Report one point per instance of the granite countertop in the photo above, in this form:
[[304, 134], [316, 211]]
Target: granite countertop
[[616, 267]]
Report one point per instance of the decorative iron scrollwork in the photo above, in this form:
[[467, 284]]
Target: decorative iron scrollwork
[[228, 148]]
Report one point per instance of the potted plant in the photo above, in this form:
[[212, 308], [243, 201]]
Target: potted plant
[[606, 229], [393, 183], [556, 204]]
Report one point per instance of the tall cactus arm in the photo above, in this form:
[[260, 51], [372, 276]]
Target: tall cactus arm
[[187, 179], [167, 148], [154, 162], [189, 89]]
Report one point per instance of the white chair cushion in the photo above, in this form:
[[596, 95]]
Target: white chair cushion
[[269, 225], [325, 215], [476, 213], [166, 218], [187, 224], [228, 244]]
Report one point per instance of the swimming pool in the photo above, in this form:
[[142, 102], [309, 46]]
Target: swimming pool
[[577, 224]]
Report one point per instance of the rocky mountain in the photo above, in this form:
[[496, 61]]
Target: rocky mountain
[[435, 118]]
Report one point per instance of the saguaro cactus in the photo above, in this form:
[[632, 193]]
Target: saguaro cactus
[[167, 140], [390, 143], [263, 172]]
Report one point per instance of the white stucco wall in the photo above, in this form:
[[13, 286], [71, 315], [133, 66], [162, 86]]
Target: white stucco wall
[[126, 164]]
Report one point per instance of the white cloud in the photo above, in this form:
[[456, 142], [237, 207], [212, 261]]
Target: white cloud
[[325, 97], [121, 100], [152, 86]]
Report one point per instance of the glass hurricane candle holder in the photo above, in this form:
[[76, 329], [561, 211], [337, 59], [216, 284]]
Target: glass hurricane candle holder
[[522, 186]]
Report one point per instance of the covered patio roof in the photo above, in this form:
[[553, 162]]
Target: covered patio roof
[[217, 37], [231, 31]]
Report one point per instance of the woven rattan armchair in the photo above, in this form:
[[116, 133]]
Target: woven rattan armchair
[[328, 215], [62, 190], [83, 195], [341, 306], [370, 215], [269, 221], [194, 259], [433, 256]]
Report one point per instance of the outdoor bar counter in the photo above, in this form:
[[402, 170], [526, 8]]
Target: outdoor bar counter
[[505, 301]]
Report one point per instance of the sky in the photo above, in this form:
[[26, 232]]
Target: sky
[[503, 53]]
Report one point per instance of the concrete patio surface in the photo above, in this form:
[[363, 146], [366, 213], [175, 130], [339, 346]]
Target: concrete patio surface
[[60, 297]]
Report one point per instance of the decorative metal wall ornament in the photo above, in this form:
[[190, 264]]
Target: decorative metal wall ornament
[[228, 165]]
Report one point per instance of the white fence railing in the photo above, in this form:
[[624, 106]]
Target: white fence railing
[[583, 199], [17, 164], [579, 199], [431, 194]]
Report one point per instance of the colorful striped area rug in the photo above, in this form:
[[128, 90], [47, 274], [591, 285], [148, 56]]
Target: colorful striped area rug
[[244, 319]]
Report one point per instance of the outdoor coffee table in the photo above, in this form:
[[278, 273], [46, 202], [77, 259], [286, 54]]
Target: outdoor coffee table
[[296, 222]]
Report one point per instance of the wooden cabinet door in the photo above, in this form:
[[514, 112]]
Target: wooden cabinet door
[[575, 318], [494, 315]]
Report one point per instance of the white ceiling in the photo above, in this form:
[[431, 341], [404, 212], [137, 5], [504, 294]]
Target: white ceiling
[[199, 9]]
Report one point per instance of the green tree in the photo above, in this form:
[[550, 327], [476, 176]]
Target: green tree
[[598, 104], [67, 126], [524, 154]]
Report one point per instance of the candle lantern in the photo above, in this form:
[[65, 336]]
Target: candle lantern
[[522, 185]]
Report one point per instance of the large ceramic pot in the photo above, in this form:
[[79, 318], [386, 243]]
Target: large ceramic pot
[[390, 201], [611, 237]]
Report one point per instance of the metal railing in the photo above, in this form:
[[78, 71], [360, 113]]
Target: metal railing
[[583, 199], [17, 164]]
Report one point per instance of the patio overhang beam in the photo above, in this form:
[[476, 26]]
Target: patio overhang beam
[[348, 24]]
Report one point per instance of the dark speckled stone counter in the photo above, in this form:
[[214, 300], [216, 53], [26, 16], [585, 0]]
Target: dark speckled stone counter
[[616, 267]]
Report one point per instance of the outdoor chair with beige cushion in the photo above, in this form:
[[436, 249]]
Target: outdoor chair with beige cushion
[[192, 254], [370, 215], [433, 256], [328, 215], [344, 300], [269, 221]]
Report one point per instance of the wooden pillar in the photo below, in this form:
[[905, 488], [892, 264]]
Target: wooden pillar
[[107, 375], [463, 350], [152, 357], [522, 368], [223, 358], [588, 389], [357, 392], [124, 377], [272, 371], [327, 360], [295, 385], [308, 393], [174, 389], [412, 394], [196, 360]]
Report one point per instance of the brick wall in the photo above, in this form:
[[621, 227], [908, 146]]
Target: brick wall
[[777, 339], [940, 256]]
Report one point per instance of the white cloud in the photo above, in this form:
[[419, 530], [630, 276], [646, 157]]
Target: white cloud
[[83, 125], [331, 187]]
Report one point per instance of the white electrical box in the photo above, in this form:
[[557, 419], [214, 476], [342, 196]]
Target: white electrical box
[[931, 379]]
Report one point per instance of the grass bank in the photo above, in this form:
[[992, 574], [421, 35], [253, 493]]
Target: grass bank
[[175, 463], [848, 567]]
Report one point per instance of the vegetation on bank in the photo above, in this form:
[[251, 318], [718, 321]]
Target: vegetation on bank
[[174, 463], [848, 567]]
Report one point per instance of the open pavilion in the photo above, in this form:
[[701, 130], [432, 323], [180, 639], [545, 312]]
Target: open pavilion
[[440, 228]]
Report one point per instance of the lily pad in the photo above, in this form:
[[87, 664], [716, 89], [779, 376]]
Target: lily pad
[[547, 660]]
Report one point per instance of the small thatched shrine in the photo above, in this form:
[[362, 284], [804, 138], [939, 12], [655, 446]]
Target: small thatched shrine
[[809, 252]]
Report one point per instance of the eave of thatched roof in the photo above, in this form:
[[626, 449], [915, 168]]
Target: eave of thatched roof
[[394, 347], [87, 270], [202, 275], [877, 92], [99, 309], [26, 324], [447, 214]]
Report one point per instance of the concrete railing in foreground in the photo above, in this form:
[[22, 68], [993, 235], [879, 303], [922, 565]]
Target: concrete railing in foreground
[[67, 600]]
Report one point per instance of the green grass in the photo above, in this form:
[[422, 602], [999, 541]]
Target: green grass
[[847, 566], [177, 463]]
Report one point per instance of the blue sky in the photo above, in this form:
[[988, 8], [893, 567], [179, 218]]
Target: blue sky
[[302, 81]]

◇ ◇ ◇ ◇

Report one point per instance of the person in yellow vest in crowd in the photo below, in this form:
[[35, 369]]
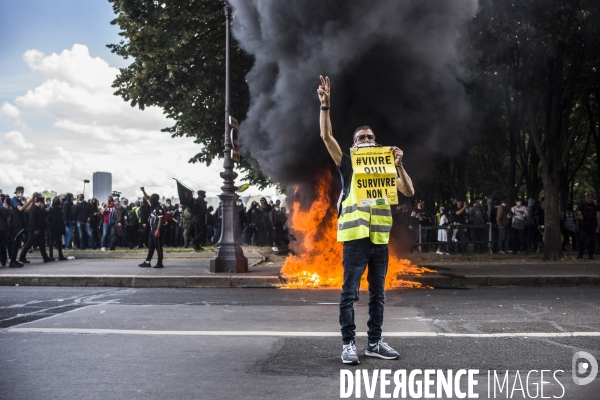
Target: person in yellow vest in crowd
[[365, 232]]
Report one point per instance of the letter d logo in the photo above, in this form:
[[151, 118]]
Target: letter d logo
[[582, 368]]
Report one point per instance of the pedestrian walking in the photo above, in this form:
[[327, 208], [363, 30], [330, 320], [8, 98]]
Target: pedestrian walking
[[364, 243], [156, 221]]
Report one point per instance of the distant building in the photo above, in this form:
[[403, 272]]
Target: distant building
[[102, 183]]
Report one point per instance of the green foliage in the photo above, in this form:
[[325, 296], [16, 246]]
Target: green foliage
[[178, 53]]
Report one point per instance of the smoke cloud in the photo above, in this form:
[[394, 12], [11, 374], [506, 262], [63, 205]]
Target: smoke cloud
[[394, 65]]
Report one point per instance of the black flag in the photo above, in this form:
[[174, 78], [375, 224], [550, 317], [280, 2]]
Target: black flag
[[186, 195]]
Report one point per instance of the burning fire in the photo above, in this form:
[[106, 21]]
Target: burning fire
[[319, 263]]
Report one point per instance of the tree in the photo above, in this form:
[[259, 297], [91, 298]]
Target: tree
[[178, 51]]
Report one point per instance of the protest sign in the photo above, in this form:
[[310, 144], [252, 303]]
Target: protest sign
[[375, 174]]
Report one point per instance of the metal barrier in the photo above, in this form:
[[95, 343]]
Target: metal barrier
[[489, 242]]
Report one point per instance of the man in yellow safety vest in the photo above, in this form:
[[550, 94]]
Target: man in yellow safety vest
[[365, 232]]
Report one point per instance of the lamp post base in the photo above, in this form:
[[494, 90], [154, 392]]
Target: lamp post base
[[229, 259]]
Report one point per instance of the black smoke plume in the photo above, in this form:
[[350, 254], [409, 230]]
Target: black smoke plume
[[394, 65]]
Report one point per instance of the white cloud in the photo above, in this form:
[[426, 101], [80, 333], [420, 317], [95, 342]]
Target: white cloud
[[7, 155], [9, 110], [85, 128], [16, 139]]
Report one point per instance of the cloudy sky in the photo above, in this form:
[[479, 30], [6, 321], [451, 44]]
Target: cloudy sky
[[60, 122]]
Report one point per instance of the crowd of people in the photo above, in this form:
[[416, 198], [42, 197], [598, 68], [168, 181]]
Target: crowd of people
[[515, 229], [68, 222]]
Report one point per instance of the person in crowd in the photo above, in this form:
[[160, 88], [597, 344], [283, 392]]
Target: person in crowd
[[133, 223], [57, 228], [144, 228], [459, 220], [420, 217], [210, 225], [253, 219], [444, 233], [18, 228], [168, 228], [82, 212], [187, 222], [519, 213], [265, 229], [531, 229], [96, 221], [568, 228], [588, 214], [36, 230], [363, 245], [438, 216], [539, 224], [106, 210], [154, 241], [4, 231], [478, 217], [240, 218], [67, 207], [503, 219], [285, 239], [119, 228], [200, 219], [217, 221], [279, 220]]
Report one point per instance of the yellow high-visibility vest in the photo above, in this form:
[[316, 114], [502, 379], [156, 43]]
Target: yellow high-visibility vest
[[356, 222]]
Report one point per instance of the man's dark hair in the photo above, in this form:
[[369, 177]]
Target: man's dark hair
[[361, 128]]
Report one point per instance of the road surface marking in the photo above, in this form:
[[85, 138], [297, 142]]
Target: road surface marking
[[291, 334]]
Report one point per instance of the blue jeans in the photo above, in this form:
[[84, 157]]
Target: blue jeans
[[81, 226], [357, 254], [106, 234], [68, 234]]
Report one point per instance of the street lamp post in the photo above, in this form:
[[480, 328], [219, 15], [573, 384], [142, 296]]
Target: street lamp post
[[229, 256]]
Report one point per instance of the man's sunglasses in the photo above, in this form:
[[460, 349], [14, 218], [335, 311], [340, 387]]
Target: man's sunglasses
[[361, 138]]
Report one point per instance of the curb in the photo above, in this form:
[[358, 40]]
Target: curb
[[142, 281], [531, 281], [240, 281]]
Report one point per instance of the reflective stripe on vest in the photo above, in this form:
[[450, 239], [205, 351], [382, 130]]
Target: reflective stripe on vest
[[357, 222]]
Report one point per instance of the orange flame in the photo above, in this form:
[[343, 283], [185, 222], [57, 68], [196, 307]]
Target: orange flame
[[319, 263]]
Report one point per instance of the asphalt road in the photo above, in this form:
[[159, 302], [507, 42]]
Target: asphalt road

◇ ◇ ◇ ◇

[WHAT THE TASK REQUIRES]
Look over the entries above. Copy every line that contains the word "asphalt".

[OUTPUT OF THE EXERCISE]
Report one point per instance of the asphalt road in the photo above, in this form:
Target: asphalt road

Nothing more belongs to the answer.